Image location labeling entries:

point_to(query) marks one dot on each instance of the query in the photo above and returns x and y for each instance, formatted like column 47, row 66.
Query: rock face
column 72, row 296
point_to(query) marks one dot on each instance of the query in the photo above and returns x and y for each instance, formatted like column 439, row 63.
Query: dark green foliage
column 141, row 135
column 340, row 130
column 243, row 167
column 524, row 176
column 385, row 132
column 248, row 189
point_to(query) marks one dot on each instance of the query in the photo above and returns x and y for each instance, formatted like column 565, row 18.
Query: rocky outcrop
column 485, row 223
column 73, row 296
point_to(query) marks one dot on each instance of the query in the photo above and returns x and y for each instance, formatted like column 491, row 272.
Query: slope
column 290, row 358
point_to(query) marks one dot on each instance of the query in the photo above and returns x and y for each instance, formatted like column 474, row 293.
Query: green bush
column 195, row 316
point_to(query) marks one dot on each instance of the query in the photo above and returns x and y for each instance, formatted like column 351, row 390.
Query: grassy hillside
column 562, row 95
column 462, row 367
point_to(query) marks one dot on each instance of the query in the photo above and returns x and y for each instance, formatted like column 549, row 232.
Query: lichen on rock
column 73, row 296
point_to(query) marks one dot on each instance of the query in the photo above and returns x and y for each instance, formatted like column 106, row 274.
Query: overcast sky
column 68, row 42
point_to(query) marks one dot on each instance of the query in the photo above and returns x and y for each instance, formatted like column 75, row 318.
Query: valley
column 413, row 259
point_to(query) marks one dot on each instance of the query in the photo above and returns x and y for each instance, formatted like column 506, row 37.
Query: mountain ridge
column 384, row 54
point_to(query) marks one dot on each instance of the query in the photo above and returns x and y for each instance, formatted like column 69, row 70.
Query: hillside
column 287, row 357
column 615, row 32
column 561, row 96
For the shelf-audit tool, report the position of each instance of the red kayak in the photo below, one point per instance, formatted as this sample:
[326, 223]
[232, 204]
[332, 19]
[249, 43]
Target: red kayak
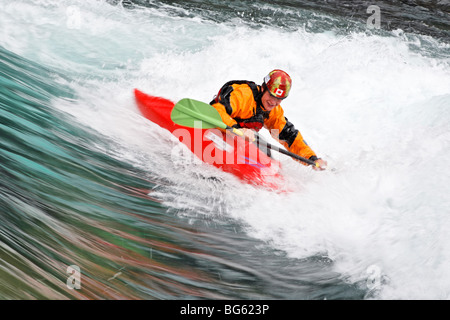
[213, 146]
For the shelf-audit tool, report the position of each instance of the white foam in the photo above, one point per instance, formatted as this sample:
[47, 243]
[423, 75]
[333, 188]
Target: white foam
[376, 110]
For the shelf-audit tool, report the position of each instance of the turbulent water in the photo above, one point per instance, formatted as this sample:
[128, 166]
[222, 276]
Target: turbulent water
[87, 182]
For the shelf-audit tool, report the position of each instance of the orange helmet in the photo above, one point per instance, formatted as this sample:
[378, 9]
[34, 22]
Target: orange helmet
[278, 83]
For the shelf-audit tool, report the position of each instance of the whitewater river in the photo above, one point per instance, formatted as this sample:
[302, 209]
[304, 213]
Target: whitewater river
[89, 185]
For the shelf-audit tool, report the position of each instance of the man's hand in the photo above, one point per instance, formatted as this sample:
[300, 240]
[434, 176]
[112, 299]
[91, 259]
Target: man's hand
[249, 134]
[320, 165]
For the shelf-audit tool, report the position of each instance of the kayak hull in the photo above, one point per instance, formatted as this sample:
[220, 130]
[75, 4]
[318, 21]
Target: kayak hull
[216, 147]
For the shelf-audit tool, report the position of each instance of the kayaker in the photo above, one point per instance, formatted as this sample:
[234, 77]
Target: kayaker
[248, 106]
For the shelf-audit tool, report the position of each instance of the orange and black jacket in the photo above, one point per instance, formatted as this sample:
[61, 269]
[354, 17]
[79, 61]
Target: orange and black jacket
[239, 105]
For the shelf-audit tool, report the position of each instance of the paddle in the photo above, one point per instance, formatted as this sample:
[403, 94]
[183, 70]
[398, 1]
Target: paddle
[188, 112]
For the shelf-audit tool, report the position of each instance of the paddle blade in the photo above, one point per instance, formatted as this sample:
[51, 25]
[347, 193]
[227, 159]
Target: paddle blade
[196, 114]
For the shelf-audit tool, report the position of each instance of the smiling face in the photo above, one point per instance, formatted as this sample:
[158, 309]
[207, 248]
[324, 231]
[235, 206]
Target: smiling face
[269, 102]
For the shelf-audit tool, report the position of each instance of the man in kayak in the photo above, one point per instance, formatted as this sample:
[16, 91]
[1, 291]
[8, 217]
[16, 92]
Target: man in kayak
[249, 107]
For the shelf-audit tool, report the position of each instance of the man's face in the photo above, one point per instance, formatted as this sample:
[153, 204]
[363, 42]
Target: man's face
[269, 102]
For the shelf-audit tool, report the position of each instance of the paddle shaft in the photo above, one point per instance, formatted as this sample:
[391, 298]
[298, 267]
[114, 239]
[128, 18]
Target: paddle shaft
[196, 110]
[293, 155]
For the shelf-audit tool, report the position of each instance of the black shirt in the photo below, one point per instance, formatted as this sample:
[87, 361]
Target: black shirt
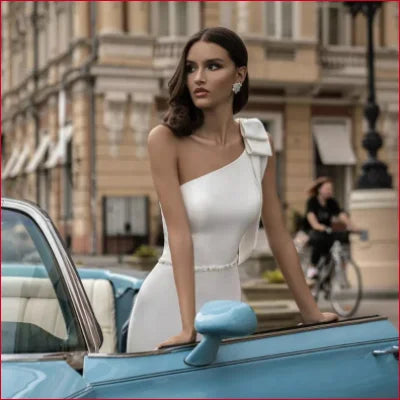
[324, 214]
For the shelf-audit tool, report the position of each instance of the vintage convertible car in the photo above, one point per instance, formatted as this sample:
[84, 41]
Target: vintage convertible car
[64, 335]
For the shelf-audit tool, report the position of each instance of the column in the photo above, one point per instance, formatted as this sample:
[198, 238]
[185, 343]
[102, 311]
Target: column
[243, 17]
[138, 18]
[140, 121]
[376, 211]
[110, 17]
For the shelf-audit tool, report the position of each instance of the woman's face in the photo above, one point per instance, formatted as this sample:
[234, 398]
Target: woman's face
[210, 74]
[326, 190]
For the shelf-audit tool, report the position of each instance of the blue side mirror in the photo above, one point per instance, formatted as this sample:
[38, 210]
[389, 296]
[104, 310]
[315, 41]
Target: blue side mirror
[217, 320]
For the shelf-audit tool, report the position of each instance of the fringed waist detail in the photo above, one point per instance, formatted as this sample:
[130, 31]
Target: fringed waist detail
[204, 268]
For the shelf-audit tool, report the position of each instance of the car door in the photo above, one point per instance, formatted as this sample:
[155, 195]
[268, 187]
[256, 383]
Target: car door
[44, 335]
[321, 360]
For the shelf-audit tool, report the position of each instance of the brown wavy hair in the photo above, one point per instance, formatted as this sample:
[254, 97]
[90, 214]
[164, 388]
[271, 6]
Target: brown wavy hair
[182, 116]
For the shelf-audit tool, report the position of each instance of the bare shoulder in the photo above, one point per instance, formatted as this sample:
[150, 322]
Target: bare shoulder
[161, 138]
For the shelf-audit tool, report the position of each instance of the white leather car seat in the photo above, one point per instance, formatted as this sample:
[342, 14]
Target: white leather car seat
[33, 300]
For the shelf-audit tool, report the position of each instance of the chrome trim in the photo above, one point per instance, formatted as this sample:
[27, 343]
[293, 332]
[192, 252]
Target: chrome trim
[74, 359]
[391, 350]
[87, 321]
[255, 336]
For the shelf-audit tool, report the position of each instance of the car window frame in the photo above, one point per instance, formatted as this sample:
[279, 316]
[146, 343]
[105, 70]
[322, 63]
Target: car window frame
[287, 330]
[80, 305]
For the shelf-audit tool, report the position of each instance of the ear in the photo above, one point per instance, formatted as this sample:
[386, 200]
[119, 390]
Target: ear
[241, 73]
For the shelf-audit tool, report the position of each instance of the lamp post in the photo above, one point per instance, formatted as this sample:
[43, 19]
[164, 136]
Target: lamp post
[374, 172]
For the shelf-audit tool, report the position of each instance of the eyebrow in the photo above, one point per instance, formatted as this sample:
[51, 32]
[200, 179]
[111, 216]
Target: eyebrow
[211, 59]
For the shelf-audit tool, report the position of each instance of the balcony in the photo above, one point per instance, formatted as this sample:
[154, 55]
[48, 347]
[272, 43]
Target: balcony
[348, 65]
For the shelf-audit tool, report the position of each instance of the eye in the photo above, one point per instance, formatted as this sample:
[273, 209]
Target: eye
[214, 66]
[189, 68]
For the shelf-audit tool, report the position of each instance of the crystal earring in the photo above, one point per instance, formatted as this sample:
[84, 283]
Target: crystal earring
[236, 87]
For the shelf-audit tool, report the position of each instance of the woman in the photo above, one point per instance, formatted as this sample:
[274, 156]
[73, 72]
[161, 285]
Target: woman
[210, 175]
[321, 210]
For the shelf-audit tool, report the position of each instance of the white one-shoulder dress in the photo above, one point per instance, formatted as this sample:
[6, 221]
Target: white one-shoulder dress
[224, 209]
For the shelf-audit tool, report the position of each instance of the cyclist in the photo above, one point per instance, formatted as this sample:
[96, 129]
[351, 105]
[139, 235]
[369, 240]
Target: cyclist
[321, 211]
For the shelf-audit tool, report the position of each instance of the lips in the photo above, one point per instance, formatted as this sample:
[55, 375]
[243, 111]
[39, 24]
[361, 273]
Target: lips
[200, 91]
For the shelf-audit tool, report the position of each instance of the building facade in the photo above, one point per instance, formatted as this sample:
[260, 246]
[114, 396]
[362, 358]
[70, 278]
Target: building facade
[84, 82]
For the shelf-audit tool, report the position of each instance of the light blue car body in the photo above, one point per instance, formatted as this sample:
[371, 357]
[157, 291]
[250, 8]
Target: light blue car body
[352, 358]
[334, 362]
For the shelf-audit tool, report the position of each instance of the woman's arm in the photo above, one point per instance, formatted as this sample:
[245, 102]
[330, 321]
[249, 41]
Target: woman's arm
[284, 251]
[162, 145]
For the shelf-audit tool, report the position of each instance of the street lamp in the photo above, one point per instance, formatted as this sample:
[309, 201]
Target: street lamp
[374, 172]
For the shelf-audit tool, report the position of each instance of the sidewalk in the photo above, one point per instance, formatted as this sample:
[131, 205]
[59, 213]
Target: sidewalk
[111, 262]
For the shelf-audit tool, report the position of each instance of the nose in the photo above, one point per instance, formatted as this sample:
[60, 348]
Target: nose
[199, 76]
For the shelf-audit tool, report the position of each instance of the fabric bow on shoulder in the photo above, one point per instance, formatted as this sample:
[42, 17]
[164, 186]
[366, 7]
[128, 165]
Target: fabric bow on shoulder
[255, 137]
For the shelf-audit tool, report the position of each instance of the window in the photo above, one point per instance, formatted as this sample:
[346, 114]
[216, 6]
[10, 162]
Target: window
[44, 178]
[279, 19]
[334, 24]
[37, 315]
[68, 184]
[64, 26]
[333, 154]
[173, 18]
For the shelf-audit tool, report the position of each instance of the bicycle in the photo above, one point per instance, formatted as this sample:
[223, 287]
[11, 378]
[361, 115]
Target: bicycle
[339, 277]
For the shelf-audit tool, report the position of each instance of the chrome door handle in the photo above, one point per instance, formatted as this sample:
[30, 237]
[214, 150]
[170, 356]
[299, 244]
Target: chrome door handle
[391, 350]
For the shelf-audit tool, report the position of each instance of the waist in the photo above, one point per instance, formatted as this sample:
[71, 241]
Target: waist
[204, 268]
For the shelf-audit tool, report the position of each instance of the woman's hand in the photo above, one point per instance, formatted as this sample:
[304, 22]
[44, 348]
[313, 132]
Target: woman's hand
[182, 338]
[325, 317]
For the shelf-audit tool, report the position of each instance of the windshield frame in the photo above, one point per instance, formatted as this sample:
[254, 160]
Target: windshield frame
[80, 305]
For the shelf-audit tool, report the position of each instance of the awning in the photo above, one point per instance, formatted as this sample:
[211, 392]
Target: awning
[334, 145]
[20, 163]
[10, 163]
[39, 154]
[58, 155]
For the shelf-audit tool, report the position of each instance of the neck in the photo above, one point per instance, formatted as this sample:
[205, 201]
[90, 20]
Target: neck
[219, 125]
[321, 199]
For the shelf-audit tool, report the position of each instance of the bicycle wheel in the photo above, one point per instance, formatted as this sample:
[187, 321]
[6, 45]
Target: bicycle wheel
[346, 288]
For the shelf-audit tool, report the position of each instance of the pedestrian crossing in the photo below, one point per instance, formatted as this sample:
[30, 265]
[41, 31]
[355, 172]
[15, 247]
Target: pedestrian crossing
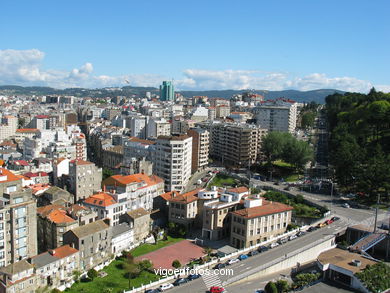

§ **Exercise prompt**
Write out everything from the start of the listing down to the line containing "column 195, row 316", including that line, copied word for word.

§ **Solution to this exercise**
point_to(query) marks one dot on each instance of the query in the photo above and returns x and y for each instance, formatted like column 47, row 66.
Query: rock face
column 72, row 296
point_to(query) marks one dot on each instance of the query in the photo above and returns x and y for each instance, formatted like column 439, row 63.
Query: dark green foliage
column 141, row 135
column 340, row 130
column 243, row 167
column 524, row 176
column 385, row 132
column 248, row 189
point_to(query) marks one dot on each instance of the query in the photo above and returns x and y for each instance, formatted like column 565, row 18.
Query: rocky outcrop
column 485, row 223
column 73, row 296
point_to(query) marks one dot on each instance of the query in the photo above and returns x and y for each instance, formatted like column 491, row 272.
Query: slope
column 290, row 358
point_to(query) marks one dot on each instance of the query in the photo above and returns x and y for each instance, formatted like column 474, row 293.
Query: green bush
column 195, row 316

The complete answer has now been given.